- _ПРЕДЛОЖЕННЫЙ ОТРЫВОК_
---+---
Может быть, сквозь восприятие одного из них поймем, попытаемся понять, что означала эта подписка о 'неразглашении'. Итак, письмо А. Безносика из Молдавии.
'Одесса. Февраль 1938 года. Мне 12 лет. Я принес в тюрьму передачу отцу: нижнее белье, носовой платок, десяток яичек. Передачу не приняли. Я расплакался. На меня обратил внимание какой-то тюремный чин и распорядился принять белье. Яички не взяли. Через некоторое время вынесли то, что отец снял с себя в камере. Я схватил грязное, пахнущее потом и камерой белье, прижал к груди и кинулся к выходу. У родственников, которые жили в Одессе, мы прощупали и осмотрели каждую складочку в надежде найти хоть что-нибудь, открывающее завесу неизвестности, но, кроме следов крови на вороте рубашки, ничего не нашли. Этим я был потрясен: отца били.
Вторую передачу, в марте, не приняли. Сказали, отец убыл на этап. Я не понимал, что такое этап.
---+---
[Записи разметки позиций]
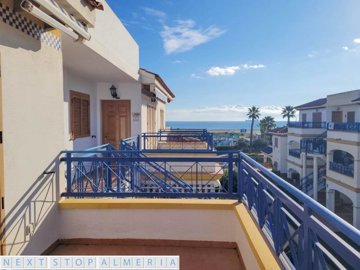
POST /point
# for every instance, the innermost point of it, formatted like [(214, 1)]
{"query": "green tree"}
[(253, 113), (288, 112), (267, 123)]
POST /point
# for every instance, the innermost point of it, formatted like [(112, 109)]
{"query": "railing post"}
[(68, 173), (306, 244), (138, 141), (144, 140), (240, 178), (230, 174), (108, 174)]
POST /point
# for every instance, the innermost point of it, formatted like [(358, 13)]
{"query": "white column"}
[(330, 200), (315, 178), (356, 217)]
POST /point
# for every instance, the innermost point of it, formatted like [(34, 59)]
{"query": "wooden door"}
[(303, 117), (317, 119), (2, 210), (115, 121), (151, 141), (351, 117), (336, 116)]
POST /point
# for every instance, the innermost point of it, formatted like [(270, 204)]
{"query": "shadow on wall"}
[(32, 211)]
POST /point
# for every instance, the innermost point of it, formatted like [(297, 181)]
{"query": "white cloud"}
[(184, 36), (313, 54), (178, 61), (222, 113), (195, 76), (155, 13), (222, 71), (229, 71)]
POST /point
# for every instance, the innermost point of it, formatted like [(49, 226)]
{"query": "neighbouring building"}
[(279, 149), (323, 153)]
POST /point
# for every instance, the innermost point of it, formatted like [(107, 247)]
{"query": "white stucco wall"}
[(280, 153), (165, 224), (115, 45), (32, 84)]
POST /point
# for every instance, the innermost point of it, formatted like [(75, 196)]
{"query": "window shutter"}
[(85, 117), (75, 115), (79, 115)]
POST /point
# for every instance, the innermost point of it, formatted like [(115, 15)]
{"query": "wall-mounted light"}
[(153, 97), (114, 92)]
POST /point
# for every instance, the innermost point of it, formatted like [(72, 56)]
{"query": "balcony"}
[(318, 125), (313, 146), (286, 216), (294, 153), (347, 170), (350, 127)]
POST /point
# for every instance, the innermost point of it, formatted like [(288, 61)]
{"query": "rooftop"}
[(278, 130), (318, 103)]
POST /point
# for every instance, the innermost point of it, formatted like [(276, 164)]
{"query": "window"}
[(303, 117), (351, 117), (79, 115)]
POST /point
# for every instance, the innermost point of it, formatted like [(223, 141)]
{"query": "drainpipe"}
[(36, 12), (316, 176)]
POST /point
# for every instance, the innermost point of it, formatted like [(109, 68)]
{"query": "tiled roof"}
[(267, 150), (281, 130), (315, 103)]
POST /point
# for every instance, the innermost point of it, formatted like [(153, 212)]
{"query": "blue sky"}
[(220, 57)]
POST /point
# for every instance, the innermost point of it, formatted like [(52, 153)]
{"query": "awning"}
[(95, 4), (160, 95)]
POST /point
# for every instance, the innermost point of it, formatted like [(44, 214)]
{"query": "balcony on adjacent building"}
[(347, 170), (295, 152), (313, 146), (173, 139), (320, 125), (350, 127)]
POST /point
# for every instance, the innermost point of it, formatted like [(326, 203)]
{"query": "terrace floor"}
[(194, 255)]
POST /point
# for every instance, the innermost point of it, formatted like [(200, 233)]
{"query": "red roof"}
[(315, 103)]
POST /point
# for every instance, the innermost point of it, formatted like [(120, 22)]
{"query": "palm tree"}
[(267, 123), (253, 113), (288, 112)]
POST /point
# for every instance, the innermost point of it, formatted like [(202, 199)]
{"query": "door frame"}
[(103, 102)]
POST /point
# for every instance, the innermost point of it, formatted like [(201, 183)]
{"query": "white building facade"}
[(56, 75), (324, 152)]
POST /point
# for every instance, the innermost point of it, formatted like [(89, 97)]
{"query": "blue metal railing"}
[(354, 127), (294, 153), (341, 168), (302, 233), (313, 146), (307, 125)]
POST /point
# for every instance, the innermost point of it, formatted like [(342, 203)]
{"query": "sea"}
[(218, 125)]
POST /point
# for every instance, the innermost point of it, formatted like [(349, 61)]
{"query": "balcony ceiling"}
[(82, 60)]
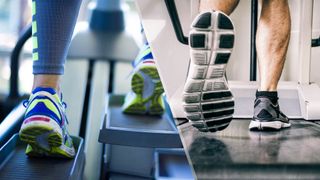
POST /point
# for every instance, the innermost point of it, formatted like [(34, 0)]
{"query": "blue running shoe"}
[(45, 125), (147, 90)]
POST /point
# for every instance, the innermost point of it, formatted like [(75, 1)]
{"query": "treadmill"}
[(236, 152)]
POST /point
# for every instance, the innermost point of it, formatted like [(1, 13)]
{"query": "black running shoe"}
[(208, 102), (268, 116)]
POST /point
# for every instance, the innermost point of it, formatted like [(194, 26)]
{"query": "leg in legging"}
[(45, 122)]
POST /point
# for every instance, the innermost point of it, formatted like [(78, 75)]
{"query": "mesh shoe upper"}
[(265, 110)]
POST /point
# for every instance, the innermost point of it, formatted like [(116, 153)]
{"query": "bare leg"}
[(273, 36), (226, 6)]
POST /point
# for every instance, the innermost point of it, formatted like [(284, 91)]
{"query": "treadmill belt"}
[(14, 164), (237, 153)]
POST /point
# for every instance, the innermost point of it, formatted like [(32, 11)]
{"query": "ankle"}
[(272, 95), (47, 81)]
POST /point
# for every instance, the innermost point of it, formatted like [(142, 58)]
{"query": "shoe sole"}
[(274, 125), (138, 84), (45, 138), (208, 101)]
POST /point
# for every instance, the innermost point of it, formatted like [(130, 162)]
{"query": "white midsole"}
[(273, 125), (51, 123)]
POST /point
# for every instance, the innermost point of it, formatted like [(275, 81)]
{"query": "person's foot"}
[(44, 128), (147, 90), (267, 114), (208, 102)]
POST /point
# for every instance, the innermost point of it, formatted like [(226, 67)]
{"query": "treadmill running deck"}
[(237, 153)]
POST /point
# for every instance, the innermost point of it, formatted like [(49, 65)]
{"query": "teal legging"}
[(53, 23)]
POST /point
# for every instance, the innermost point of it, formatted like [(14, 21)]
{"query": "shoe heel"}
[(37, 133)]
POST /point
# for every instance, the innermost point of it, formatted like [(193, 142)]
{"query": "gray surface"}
---+---
- _НАД ЧЕМ РАБОТАТЬ_
A - Ответьте по отрывку на три вопроса:
(i) Из какой республики пришло письмо А. Безносика?
(ii) Что нашли на вороте рубашки отца?
(iii) Почему в марте не приняли вторую передачу?
B - Пожалуйста, перепечатайте фрагмент отрывка: начните с места, где стоят слова «Может быть, сквозь», и остановитесь после слов «потрясен: отца били.».

- _ОТВЕТЫ К ЗАДАНИЯМ_
A -
(i) Из Молдавии.
(ii) Следы крови.
(iii) Сказали, что отец убыл на этап.

B -
Может быть, сквозь восприятие одного из них поймем, попытаемся понять, что означала эта подписка о 'неразглашении'. Итак, письмо А. Безносика из Молдавии.
'Одесса. Февраль 1938 года. Мне 12 лет. Я принес в тюрьму передачу отцу: нижнее белье, носовой платок, десяток яичек. Передачу не приняли. Я расплакался. На меня обратил внимание какой-то тюремный чин и распорядился принять белье. Яички не взяли. Через некоторое время вынесли то, что отец снял с себя в камере. Я схватил грязное, пахнущее потом и камерой белье, прижал к груди и кинулся к выходу. У родственников, которые жили в Одессе, мы прощупали и осмотрели каждую складочку в надежде найти хоть что-нибудь, открывающее завесу неизвестности, но, кроме следов крови на вороте рубашки, ничего не нашли. Этим я был потрясен: отца били.